Raw records:
• • • •

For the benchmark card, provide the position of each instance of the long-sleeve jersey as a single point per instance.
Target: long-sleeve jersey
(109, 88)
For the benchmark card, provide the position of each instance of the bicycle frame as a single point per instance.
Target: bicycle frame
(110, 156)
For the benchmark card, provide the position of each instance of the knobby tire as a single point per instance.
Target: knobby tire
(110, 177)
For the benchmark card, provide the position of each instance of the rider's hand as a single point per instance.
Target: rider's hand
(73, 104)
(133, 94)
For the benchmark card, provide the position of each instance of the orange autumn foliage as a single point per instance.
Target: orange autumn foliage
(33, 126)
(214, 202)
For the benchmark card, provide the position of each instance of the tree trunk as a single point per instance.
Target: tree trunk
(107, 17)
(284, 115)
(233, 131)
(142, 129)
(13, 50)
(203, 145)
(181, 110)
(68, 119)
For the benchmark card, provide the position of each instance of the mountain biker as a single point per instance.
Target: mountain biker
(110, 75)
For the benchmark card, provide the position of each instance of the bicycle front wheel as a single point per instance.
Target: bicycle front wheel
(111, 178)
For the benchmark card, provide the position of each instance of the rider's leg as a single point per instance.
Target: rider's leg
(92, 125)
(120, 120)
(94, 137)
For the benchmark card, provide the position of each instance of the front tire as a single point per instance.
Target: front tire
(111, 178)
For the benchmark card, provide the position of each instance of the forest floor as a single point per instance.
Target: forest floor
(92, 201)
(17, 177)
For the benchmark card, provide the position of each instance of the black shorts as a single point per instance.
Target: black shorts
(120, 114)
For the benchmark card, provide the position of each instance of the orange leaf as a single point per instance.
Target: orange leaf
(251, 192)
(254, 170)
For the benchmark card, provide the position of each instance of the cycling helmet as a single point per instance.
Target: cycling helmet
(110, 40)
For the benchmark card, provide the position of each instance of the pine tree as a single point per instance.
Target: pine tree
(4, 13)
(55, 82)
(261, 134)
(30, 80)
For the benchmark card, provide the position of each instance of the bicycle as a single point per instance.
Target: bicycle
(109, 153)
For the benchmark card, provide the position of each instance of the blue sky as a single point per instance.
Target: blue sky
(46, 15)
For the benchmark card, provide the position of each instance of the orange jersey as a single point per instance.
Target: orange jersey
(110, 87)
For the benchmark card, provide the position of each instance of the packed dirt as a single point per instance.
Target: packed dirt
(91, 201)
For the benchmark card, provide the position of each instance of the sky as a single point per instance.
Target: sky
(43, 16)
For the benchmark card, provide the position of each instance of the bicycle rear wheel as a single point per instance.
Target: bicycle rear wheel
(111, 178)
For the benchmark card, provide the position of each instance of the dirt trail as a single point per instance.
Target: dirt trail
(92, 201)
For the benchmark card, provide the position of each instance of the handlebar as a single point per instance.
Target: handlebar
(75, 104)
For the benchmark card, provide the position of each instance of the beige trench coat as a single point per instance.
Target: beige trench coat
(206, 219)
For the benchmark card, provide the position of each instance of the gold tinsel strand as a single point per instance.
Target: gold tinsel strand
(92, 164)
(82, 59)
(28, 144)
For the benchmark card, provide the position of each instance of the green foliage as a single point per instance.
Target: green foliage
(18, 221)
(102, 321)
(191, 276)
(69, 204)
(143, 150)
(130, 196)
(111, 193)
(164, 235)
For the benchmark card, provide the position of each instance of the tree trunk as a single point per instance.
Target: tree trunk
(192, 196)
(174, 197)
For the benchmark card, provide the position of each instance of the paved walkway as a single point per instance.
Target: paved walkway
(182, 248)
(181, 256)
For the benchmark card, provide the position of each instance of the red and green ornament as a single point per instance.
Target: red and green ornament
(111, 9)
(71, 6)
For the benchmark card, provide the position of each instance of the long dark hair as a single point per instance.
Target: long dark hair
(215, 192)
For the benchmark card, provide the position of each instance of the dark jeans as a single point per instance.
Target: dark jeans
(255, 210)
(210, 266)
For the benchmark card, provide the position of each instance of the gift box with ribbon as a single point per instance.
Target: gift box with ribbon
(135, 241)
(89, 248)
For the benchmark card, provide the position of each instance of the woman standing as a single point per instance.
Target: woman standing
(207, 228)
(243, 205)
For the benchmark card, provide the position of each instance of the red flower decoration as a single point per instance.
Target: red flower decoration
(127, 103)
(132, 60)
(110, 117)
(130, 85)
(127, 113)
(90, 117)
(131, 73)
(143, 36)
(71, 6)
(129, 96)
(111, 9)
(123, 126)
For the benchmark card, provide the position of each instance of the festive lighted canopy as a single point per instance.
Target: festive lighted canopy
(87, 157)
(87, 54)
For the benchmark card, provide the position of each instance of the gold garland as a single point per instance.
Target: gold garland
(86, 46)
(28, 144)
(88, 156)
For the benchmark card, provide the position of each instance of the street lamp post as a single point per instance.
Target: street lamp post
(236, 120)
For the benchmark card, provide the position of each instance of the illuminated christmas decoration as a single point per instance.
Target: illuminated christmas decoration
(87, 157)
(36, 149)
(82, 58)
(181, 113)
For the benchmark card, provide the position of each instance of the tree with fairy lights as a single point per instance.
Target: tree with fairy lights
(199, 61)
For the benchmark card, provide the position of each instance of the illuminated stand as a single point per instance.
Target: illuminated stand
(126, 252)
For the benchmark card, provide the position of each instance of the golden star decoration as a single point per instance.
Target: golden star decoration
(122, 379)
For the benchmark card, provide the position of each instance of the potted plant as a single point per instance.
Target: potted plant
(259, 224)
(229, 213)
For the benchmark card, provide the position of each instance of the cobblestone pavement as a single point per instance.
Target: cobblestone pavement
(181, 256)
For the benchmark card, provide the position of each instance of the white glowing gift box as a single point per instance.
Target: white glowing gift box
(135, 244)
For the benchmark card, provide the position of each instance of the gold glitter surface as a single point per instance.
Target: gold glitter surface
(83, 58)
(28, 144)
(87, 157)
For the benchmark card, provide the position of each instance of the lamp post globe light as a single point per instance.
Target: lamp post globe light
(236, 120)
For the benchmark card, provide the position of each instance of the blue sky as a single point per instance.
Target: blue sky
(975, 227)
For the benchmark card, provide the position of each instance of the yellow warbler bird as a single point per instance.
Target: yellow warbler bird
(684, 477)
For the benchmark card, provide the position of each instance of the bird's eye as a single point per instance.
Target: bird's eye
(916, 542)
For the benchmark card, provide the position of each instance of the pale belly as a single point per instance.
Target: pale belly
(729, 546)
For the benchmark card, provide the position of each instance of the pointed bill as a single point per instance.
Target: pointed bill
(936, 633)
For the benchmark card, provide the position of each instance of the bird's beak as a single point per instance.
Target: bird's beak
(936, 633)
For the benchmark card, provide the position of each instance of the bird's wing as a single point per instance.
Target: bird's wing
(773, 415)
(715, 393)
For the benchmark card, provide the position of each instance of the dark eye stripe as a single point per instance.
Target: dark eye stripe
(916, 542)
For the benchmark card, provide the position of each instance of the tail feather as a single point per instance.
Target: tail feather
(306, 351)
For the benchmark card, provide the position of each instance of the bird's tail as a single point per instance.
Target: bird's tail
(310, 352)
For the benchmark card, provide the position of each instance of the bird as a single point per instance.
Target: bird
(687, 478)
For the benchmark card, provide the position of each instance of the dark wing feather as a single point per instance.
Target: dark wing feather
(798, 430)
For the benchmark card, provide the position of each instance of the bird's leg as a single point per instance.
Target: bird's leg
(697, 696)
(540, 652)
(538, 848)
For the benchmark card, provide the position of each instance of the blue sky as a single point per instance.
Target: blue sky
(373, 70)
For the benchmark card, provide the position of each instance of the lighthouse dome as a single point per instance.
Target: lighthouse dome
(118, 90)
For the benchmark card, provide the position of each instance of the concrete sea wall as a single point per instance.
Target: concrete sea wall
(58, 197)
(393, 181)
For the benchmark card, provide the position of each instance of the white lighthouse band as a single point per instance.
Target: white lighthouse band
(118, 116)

• • • •

Exercise instructions = Copy out every line of the entries above again, without changing a single character.

Solved exercise =
For the benchmark card, provide the position of each instance of the long-sleeve jersey as a single point per instance.
Target: long-sleeve jersey
(109, 88)
For the benchmark card, provide the position of each instance of the bicycle frame as a single point per instance.
Target: bicycle frame
(110, 156)
For the benchmark card, provide the position of each instance of the knobby tire as a single point per instance.
Target: knobby tire
(110, 177)
For the benchmark card, provide the position of each instance of the rider's hand as a single point per instance.
Target: rider's hand
(73, 104)
(133, 94)
For the benchmark card, provide the position of each instance of the orange autumn foliage as a single point per instance.
Target: orange autumn foliage
(33, 126)
(214, 202)
For the benchmark card, provide the position of each instance of the tree trunk as a single point per instance.
Target: tree trunk
(107, 17)
(284, 115)
(233, 131)
(142, 129)
(13, 50)
(203, 145)
(181, 110)
(68, 119)
For the benchmark card, provide the position of each instance of the mountain biker as a single point per instance.
Target: mountain biker
(110, 75)
For the benchmark card, provide the position of each instance of the bicycle front wheel as a single point per instance.
Target: bicycle front wheel
(111, 178)
For the benchmark card, provide the position of each instance of the rider's leg as a single point per instance.
Target: rider's leg
(92, 125)
(120, 120)
(94, 137)
For the benchmark card, provide the position of each instance of the front tire as a single point per instance.
Target: front tire
(111, 178)
For the benchmark card, provide the position of each instance of the forest floor as a single point per instance.
Target: forest floor
(92, 201)
(17, 177)
For the benchmark card, provide the position of each instance of the black shorts as a single point per instance.
Target: black shorts
(120, 114)
For the benchmark card, provide the position of each instance of the orange leaf as a single point per instance.
Target: orange leaf
(251, 192)
(254, 170)
For the benchmark card, provide the position of each instance of the cycling helmet as a single point per instance.
Target: cycling helmet
(110, 40)
For the benchmark card, provide the position of each instance of the pine tree as a single point per instance.
Target: pine tree
(4, 13)
(55, 82)
(261, 134)
(30, 80)
For the benchmark card, provide the position of each instance of the bicycle as a single point per instance.
Target: bicycle
(109, 153)
For the benchmark card, provide the position of each instance of the blue sky as a single point per instance.
Target: blue sky
(46, 15)
For the benchmark card, provide the position of each instance of the orange jersey as a single point per instance.
Target: orange jersey
(110, 87)
For the benchmark card, provide the position of each instance of the packed dirt as a single point per instance.
Target: packed dirt
(91, 201)
For the benchmark card, provide the position of each instance of the sky as a single point per instance.
Target: sky
(43, 16)
For the benchmark card, provide the position of each instance of the bicycle rear wheel as a single point per instance.
Target: bicycle rear wheel
(111, 178)
For the benchmark card, provide the position of each instance of the dirt trail as a single point per instance.
Target: dirt trail
(92, 201)
For the benchmark card, provide the position of each instance of the handlebar as a single point per instance.
Target: handlebar
(75, 104)
For the benchmark card, provide the position of each instance of the beige trench coat as a single point per instance.
Target: beige trench coat
(206, 219)
For the benchmark card, provide the position of each instance of the gold tinsel strand as a single point per instance.
Target: gold tinsel strand
(92, 164)
(82, 59)
(28, 144)
For the benchmark card, provide the position of each instance of the green foliage as a single point per instance.
Target: green foliage
(18, 221)
(102, 321)
(191, 276)
(69, 204)
(143, 150)
(130, 196)
(111, 193)
(164, 235)
For the benchmark card, provide the position of each instance of the tree trunk as a single point per instance.
Target: tree trunk
(192, 196)
(174, 197)
For the benchmark card, provide the position of each instance of the paved walkway as a single point per instance.
Target: paved walkway
(182, 248)
(181, 256)
For the benchmark card, provide the position of each instance of the red and green ornament as a single point per instance.
Target: red and green ornament
(111, 9)
(71, 6)
For the benchmark card, provide the position of each instance of the long dark hair as a single point per instance.
Target: long dark hair
(215, 192)
For the benchmark card, provide the position of each instance of the dark jeans as a single point per instance.
Target: dark jeans
(255, 210)
(210, 266)
For the benchmark card, provide the position of each instance of the gift box with ribbon as a single point per instance.
Target: gift box with ribbon
(135, 241)
(89, 248)
For the benchmark card, provide the position of each instance of the woman standing as a single point per instance.
Target: woman standing
(207, 228)
(243, 205)
For the benchmark card, provide the position of each instance of the red flower decoration as a single point per instance.
Target: red flower decoration
(127, 103)
(132, 60)
(110, 117)
(130, 85)
(127, 113)
(90, 117)
(131, 73)
(143, 36)
(71, 6)
(129, 96)
(111, 9)
(123, 126)
For the benchmark card, provide the position of each instance of the festive lighted canopy as a single point per instance.
Target: festive lighted canopy
(87, 157)
(87, 54)
For the benchmark card, provide the position of each instance of the gold garland as a single point per instance.
Target: gold garland
(86, 46)
(28, 144)
(88, 156)
For the benchmark card, provide the position of each instance of the street lamp post as a single point per instance.
Target: street lamp post
(236, 120)
For the benchmark card, provide the position of each instance of the illuminated christmas decoration as a single point per instance.
Target: illuminated christmas decoration
(87, 157)
(36, 149)
(82, 58)
(181, 113)
For the benchmark card, provide the position of each instance of the tree with fairy lights as a single point per instance.
Target: tree with fairy lights
(199, 61)
For the benchmark card, provide the position of each instance of the illuminated stand as a single point per instance.
Target: illuminated stand
(126, 252)
For the benchmark card, provide the position of each instance of the golden star decoration as a single point per instance.
Target: golden star decoration
(122, 379)
For the benchmark card, provide the position of each instance of the potted plant as a single point per instance.
Target: potted plant
(259, 224)
(229, 213)
For the benchmark card, provide the position of each instance of the cobblestone pavement as a single point per instance.
Target: cobblestone pavement
(181, 256)
For the benchmark card, provide the position of each instance of the white glowing gift box as a single point per instance.
Target: white glowing gift box
(135, 244)
For the benchmark card, provide the position of each instance of the gold glitter surface as a single point per instance.
Target: gold glitter surface
(83, 58)
(28, 144)
(87, 157)
For the benchmark card, provide the position of each instance of the lamp post globe light as a single point per instance.
Target: lamp post globe light
(236, 120)
For the benchmark card, provide the position of each instance of the blue sky as a single point per instance.
Target: blue sky
(975, 227)
For the benchmark card, provide the position of each instance of the yellow warbler bird as a single point per instance.
Target: yellow warbler bird
(684, 477)
For the benchmark card, provide the position of each instance of the bird's eye as a single point per instance.
Target: bird's eye
(916, 542)
For the benchmark card, provide the position of each instance of the pale belly as a single point per instance.
Target: pale belly
(729, 546)
For the benchmark card, provide the position of each instance of the pointed bill as a single point per instance.
Target: pointed bill
(936, 633)
For the benchmark card, provide the position of each instance of the bird's beak as a single point per instance.
Target: bird's beak
(936, 633)
For the benchmark card, provide the position of each instance of the bird's wing as a single point per instance.
Target: bird's wing
(773, 415)
(715, 393)
For the benchmark card, provide the position of each instance of the dark eye stripe as a single point per instance.
Target: dark eye stripe
(916, 542)
For the benchmark card, provide the position of each instance of the tail feather as a single point per instance.
Target: tail feather
(306, 351)
For the benchmark card, provide the position of each instance of the bird's tail as a single point per instance.
Target: bird's tail
(310, 352)
For the benchmark card, provide the position of each instance of the bird as a single point per instance.
Target: bird
(687, 478)
For the benchmark card, provide the position of each instance of the dark wing feather as a single point per instance.
Target: dark wing feather
(798, 430)
For the benchmark card, provide the position of each instance of the bird's leg as a single point per instance.
Target: bird's leg
(697, 696)
(540, 652)
(538, 848)
For the benchmark card, provide the position of each instance of the blue sky as a single point per instance.
Target: blue sky
(373, 70)
For the benchmark card, provide the position of each instance of the lighthouse dome as a single point per instance.
Target: lighthouse dome
(118, 90)
For the benchmark card, provide the position of each instance of the concrete sea wall as a single point per instance.
Target: concrete sea wall
(58, 197)
(393, 181)
For the benchmark card, provide the position of each instance of the white lighthouse band as a single point per instance.
Target: white lighthouse band
(118, 116)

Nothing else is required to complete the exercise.